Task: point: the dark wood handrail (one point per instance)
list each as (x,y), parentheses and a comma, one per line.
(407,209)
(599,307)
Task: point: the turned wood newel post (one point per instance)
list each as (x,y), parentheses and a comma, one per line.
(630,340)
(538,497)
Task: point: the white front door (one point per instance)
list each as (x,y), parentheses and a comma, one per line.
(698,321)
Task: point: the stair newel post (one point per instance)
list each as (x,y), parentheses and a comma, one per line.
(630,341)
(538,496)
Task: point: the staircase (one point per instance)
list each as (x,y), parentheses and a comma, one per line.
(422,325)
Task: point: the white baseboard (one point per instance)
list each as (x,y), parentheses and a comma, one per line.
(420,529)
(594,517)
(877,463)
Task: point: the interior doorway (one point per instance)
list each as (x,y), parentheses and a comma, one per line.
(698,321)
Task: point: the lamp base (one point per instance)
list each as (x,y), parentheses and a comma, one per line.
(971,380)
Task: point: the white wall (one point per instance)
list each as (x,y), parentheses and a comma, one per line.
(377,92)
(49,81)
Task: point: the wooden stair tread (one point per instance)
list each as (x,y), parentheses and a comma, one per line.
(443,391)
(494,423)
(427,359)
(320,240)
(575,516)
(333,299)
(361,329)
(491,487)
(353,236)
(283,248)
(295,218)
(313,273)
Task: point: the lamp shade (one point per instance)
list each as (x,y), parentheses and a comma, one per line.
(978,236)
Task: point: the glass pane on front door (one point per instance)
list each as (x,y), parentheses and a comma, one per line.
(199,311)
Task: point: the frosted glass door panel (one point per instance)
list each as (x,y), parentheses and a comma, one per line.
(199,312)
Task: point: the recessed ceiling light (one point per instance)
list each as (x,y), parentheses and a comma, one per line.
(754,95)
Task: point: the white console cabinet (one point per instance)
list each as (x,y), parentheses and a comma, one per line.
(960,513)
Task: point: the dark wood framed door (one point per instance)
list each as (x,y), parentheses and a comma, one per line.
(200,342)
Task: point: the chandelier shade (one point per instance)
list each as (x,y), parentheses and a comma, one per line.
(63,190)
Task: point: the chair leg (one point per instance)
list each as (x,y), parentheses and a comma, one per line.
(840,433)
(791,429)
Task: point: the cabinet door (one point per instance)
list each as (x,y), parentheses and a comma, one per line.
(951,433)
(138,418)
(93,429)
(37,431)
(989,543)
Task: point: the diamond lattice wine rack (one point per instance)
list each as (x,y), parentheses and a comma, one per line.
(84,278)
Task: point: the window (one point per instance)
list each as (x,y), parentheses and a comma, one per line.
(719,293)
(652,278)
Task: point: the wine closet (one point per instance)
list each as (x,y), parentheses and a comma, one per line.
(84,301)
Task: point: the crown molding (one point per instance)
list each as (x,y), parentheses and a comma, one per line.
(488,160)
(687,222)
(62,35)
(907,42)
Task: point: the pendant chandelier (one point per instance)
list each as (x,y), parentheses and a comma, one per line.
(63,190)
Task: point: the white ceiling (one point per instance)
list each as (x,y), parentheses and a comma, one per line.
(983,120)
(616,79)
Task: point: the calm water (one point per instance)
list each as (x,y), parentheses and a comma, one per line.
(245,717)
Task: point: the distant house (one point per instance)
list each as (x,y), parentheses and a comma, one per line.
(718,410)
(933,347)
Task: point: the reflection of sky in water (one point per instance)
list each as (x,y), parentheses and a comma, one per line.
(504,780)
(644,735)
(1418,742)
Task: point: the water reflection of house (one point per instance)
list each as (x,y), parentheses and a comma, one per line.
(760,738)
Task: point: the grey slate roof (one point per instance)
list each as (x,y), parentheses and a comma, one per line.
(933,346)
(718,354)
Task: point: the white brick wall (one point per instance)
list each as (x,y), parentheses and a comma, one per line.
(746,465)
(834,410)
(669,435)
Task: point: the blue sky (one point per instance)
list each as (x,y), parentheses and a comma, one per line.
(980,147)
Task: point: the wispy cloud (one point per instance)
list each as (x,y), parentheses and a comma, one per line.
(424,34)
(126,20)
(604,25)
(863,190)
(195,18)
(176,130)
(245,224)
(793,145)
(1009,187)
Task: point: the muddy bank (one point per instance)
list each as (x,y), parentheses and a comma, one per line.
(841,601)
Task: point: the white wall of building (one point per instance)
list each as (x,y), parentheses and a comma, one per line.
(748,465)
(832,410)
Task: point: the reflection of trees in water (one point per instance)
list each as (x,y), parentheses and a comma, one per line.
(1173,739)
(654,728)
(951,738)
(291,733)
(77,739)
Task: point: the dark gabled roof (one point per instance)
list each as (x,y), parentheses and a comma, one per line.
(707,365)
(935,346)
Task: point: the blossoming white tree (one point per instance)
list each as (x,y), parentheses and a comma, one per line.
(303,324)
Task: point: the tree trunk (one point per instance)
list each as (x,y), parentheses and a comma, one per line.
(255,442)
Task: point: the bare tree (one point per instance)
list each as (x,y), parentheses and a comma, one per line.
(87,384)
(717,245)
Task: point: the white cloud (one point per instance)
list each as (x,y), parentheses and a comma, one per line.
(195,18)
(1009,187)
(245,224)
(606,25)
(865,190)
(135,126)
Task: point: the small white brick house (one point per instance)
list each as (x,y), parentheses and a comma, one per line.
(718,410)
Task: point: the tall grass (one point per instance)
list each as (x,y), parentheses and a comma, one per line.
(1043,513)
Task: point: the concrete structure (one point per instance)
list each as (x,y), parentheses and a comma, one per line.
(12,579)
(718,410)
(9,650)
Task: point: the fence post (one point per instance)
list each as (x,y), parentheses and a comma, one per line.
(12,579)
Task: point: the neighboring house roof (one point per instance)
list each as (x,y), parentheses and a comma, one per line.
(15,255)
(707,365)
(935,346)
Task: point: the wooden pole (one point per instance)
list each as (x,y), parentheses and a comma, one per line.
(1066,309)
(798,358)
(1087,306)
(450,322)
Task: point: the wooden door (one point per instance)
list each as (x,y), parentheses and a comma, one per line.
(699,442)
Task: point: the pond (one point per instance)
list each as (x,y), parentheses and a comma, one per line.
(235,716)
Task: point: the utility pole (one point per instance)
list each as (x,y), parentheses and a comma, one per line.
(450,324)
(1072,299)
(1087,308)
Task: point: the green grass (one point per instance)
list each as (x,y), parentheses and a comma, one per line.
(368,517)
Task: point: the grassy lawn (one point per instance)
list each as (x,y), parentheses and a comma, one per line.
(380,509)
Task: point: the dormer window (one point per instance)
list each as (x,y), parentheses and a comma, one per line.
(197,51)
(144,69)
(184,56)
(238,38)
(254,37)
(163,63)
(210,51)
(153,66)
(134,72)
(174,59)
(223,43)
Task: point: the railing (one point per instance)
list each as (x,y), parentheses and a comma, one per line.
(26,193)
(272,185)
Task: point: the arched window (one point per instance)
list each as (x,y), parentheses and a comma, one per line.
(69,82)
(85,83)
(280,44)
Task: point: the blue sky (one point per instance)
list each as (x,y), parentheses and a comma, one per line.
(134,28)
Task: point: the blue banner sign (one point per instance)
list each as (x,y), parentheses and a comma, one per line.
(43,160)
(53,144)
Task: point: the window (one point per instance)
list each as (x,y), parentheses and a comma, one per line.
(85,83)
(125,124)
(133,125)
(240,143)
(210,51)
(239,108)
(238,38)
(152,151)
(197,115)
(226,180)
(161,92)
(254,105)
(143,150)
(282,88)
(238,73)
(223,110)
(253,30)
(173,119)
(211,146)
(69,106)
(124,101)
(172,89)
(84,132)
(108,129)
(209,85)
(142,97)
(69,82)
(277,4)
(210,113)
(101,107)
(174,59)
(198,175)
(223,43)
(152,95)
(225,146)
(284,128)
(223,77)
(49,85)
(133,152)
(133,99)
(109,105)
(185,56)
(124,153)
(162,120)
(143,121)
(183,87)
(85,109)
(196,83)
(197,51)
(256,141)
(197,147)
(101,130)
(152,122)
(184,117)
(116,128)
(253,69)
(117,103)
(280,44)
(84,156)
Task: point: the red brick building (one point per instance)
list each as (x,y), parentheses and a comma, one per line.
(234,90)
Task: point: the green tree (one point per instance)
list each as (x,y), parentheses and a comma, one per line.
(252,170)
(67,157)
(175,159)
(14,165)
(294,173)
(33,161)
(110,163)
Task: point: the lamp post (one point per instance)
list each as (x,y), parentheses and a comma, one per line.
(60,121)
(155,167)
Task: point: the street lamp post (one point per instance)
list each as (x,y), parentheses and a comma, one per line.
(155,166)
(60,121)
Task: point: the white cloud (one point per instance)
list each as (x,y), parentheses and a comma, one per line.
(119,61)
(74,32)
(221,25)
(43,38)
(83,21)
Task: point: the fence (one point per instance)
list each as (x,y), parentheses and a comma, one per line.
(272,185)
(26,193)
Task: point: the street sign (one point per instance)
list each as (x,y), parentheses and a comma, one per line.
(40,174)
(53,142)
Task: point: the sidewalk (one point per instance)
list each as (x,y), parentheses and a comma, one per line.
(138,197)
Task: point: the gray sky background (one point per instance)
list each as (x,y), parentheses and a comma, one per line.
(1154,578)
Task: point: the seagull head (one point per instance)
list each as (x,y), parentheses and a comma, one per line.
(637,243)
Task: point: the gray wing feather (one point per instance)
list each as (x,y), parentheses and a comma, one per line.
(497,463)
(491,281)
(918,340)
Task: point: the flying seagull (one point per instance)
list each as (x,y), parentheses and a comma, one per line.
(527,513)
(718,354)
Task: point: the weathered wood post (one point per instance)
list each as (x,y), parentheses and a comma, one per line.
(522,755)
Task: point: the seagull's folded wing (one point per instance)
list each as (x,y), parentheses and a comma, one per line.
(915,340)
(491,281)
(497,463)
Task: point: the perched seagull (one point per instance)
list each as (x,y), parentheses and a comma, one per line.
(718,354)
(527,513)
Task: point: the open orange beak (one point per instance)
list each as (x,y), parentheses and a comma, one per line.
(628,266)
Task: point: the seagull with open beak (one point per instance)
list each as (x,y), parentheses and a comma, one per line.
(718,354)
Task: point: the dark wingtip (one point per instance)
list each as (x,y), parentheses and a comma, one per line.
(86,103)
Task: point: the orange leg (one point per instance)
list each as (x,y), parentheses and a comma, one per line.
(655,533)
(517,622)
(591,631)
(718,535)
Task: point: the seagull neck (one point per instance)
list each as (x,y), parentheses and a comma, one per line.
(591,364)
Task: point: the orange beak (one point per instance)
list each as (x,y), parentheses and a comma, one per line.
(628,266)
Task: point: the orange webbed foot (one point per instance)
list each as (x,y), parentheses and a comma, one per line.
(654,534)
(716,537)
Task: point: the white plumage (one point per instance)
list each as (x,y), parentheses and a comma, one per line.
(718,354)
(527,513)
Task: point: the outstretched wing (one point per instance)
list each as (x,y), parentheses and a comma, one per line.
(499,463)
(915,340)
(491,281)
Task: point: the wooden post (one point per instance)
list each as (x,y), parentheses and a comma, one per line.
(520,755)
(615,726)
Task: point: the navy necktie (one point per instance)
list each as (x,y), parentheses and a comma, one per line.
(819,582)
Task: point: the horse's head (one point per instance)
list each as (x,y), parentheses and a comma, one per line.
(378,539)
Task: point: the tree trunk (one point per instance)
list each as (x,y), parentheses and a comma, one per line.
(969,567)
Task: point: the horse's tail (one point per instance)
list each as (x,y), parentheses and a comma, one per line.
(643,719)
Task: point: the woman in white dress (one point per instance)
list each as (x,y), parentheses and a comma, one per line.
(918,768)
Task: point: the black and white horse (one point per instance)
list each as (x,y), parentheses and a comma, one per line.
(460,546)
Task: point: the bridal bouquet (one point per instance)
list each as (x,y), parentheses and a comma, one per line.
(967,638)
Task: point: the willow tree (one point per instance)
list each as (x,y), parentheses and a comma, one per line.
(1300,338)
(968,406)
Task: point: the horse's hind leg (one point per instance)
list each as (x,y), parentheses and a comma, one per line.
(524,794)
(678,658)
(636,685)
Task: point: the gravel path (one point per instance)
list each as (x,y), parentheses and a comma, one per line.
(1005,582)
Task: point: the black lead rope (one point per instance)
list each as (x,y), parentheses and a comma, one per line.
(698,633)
***
Your goal: What are the lines from the one with "Task: point: the seagull neck" through the last line of the records above? Quote them exactly and add nothing.

The result:
Task: point: the seagull neck (one point per instance)
list each as (x,y), parentheses and a comma, one per line.
(591,364)
Task: point: the orange beak (one point per instance)
list each as (x,y), parentheses and a comma, one per line.
(628,266)
Task: point: the orange webbed foot (one point per instance)
list each as (x,y), parentheses and a comma, one per line.
(654,534)
(716,537)
Task: point: the white plumage (one point per instance)
list each as (x,y), parentheses and a comma, one per line.
(718,354)
(527,513)
Task: point: the outstretched wing (one point per instance)
list each as (x,y), parentheses and a comma, one per line.
(499,463)
(915,340)
(491,281)
Task: point: the wooden post (one point per instance)
list each as (x,y), parentheses and a comma, one per line.
(520,755)
(615,726)
Task: point: the navy necktie (one point per instance)
list each as (x,y), parentheses and a comma, one per line.
(819,582)
Task: point: the horse's head (one point per instance)
list each as (x,y), parentheses and a comma, one per line.
(378,539)
Task: point: the tree trunk (one point per instance)
list each as (x,y), parentheses and a comma, one per line.
(969,567)
Task: point: the horse's tail (one point per instance)
list each as (x,y), parentheses and a comma, one per line.
(643,719)
Task: point: the woman in white dress (one point per instance)
list each as (x,y), parentheses and a comma, one per line.
(918,768)
Task: point: the black and white horse (one point per instance)
list each as (x,y), parentheses and a comma, one per line.
(460,546)
Task: point: the bridal bouquet (one point per instance)
list each as (x,y), parentheses and a comma, one per line.
(967,638)
Task: point: the willow tree (one point per instance)
list each as (x,y), parentheses and a comma, one per line.
(1300,338)
(968,406)
Task: point: the horse's hind leg (one point per instance)
list each as (x,y), parentheses and a comma, one per line.
(524,794)
(678,658)
(636,685)
Task: point: the gravel path (one point per instance)
list each as (x,y), parentheses and a comma, one per line.
(1005,582)
Task: point: the black lead rope (one point per instance)
list each as (x,y), parentheses and a comma, one per line.
(698,633)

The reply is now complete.